● BRIEF 1
List the boards that the writer of the comment on NHS public involvement attends as a member of the public.
● BRIEF 2
Repeat everything in the comment on NHS public involvement from "Reading what you" down to "is happening now.".

● STUDY TEXT

    We now have organisations called Local Healthwatch. Many of these are run by charities and not-for-profit social enterprises, but there is no standard governance, or recomendations on how the public should be involved. Furthermore, some LHW are private companies! This desparately needs fixing. LHW are supposed to be the patient voice, yet there is no standard way that patients can get involved.

    Reading what you have given here, it is quite clear you have not been involved in the public meetings of the new NHS organisations. I have, for many years I have been an elected Foundation Trust governor. I am also a patient representative at a CCG, and (as a member of the public) I attend FT and CCG boards and Health and Wellbeing Boards. Can I make a jot of difference? No. Yet if the public are to make any difference it would be at the local level not the national level. We have to make the public involvement at the local level wprk, but it is not clear to me that that is happening now.

    This silly ‘Civil Society Assembly’ will merely be a talking shop, it will be to make people think that they are having some influence, but they won’t. (Incidentally, if you want an organisation to have some influence then the only way to do that is to give it a budget and make it accountable for that budget. Non-budget holding organisations are laways treated as second rate by those who hold the budgets.) What will happen with this silly idea is that they will either agree with everything NHS England tell them, or they will disagree and NHS England will (quite rightly) say “there is no budget for that”. So what is the point?

● SUPPLIED INFORMATION
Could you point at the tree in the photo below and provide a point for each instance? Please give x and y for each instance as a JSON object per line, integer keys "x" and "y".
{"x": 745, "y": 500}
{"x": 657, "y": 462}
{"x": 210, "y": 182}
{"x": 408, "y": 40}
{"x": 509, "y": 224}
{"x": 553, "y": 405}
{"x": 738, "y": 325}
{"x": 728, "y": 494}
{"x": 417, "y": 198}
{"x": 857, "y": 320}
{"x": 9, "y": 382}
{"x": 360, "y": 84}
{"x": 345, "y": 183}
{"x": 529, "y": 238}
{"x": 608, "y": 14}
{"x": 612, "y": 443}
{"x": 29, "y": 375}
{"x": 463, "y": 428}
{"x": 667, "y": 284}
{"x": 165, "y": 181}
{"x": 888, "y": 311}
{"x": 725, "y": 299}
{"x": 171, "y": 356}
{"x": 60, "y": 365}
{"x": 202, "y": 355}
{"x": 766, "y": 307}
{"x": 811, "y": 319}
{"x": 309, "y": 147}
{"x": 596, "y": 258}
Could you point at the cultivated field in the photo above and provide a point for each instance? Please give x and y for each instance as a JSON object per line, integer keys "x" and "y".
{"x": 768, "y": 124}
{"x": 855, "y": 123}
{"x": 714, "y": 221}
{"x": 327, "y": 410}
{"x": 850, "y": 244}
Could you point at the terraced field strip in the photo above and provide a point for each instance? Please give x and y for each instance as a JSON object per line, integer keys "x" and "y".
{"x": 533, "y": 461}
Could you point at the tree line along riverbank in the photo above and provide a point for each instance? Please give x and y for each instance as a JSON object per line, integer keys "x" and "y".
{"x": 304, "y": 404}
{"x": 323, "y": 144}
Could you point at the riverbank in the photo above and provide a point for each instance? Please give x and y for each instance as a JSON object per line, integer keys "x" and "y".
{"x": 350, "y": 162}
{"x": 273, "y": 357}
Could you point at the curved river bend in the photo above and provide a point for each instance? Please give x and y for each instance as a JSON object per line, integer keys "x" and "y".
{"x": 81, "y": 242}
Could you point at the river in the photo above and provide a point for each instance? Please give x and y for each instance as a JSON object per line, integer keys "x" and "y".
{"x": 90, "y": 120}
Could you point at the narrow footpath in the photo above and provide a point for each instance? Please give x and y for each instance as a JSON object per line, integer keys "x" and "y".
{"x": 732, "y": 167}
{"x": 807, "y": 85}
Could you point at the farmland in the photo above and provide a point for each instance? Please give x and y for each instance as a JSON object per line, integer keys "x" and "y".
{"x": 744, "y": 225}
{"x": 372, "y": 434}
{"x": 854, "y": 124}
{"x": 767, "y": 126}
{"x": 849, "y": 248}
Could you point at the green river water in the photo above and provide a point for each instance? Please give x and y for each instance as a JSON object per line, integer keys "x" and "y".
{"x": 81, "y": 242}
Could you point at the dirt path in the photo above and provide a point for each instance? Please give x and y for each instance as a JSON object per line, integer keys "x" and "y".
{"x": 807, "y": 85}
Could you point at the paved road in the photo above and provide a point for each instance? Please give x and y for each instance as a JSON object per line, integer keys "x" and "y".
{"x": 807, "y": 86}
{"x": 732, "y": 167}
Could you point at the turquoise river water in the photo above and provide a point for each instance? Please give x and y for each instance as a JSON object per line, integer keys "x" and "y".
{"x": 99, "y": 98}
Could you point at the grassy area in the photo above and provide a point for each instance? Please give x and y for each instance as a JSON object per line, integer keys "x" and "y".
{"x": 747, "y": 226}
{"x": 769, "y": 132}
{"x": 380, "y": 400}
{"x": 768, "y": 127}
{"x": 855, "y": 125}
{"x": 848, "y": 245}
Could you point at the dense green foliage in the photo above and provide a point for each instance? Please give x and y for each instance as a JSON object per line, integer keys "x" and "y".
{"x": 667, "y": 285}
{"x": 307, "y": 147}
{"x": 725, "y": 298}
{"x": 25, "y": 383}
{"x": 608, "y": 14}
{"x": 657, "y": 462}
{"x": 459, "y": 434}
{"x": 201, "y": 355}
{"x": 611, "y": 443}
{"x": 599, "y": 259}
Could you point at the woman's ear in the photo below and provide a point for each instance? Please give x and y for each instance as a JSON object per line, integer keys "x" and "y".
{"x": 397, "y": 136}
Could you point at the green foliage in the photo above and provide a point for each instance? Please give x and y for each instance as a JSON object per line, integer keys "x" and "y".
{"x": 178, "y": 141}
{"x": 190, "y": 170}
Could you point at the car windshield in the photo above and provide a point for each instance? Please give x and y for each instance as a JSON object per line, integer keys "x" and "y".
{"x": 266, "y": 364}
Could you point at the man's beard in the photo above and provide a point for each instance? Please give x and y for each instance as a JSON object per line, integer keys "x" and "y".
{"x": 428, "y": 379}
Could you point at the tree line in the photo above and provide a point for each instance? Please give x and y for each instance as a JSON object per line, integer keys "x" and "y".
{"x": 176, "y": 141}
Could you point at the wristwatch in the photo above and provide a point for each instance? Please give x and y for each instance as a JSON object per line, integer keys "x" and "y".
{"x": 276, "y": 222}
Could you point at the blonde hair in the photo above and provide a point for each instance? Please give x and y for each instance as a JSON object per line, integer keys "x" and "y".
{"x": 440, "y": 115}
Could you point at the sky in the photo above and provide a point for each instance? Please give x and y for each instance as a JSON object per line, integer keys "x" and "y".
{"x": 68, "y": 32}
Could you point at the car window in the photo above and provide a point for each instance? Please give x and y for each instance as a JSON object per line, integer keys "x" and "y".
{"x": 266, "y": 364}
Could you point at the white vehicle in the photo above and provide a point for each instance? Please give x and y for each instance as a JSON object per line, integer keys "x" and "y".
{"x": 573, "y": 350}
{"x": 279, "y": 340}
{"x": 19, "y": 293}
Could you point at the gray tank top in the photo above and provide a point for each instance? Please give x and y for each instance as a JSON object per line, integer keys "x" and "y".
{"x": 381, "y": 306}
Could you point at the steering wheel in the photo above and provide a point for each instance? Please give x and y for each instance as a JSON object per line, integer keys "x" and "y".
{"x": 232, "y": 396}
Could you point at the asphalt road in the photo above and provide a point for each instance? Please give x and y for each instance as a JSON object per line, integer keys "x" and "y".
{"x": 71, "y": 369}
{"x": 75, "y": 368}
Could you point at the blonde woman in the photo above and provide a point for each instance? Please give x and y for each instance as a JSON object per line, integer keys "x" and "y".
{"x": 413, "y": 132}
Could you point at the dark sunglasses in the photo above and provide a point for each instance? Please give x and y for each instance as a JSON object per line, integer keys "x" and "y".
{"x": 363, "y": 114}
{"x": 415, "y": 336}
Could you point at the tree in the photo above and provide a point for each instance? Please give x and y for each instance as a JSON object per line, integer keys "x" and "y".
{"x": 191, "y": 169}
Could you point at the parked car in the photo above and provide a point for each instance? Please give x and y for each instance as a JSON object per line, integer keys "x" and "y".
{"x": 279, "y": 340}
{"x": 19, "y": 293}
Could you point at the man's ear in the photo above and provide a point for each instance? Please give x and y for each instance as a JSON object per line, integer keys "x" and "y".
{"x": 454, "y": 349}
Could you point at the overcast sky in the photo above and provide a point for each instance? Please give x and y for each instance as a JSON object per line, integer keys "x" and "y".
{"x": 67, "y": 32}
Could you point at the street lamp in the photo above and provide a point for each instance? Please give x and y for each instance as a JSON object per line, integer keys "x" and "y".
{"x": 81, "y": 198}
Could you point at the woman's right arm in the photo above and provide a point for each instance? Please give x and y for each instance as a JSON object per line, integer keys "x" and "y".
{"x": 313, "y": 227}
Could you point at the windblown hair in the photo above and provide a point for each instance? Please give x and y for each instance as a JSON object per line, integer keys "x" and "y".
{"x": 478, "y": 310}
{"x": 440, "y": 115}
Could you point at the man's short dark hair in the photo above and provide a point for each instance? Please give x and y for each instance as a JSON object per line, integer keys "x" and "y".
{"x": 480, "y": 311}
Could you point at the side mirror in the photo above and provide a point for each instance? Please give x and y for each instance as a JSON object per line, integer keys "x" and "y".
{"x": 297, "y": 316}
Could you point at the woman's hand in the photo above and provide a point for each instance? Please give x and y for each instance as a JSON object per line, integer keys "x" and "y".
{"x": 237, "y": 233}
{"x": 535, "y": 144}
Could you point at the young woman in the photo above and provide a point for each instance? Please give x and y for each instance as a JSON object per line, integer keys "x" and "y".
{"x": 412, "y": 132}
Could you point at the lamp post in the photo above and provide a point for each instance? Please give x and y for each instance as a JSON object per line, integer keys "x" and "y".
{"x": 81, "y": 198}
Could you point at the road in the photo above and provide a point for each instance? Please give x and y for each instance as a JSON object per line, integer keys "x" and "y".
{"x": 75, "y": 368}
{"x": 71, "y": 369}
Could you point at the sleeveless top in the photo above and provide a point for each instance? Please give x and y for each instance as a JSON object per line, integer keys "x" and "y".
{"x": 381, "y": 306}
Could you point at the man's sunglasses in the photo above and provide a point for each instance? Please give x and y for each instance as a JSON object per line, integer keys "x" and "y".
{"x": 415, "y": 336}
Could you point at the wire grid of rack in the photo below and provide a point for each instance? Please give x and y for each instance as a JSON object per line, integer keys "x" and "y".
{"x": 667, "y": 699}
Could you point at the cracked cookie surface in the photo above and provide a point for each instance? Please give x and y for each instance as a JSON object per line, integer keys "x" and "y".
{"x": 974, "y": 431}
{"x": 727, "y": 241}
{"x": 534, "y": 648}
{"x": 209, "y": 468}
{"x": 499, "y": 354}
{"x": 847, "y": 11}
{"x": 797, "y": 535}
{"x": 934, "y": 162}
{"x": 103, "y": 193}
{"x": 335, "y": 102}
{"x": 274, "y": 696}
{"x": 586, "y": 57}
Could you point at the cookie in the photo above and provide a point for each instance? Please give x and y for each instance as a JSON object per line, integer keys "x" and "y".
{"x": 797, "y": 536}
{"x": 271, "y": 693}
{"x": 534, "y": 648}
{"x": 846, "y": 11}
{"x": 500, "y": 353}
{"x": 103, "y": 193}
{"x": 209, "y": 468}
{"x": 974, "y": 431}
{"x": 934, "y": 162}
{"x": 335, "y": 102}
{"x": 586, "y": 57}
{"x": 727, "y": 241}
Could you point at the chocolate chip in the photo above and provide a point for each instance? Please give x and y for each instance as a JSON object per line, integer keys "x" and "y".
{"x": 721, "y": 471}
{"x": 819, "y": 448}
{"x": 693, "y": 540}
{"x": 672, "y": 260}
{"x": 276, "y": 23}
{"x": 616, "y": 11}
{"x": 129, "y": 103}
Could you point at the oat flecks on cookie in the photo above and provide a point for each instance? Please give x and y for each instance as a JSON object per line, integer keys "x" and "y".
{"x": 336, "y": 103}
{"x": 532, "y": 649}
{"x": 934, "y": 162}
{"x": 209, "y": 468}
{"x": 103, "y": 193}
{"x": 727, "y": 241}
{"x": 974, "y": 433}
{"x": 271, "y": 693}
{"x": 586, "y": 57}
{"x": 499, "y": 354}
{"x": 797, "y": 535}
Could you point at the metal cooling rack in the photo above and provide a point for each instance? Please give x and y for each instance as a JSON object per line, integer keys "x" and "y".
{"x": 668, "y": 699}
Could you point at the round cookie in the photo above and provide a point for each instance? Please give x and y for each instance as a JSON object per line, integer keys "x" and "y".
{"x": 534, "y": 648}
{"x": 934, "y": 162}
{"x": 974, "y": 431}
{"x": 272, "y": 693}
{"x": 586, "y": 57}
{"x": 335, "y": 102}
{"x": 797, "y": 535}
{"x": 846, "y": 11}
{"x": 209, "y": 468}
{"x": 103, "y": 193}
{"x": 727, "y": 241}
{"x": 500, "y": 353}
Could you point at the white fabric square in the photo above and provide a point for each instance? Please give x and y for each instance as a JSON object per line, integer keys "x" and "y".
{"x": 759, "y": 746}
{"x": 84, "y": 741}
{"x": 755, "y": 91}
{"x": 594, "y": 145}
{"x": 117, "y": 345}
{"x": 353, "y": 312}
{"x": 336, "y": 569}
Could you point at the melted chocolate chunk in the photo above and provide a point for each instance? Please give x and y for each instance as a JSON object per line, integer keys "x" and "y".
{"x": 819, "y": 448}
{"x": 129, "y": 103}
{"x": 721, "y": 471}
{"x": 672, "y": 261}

● REPLY 1
- FT boards
- CCG boards
- Health and Wellbeing Boards

● REPLY 2
Reading what you have given here, it is quite clear you have not been involved in the public meetings of the new NHS organisations. I have, for many years I have been an elected Foundation Trust governor. I am also a patient representative at a CCG, and (as a member of the public) I attend FT and CCG boards and Health and Wellbeing Boards. Can I make a jot of difference? No. Yet if the public are to make any difference it would be at the local level not the national level. We have to make the public involvement at the local level wprk, but it is not clear to me that that is happening now.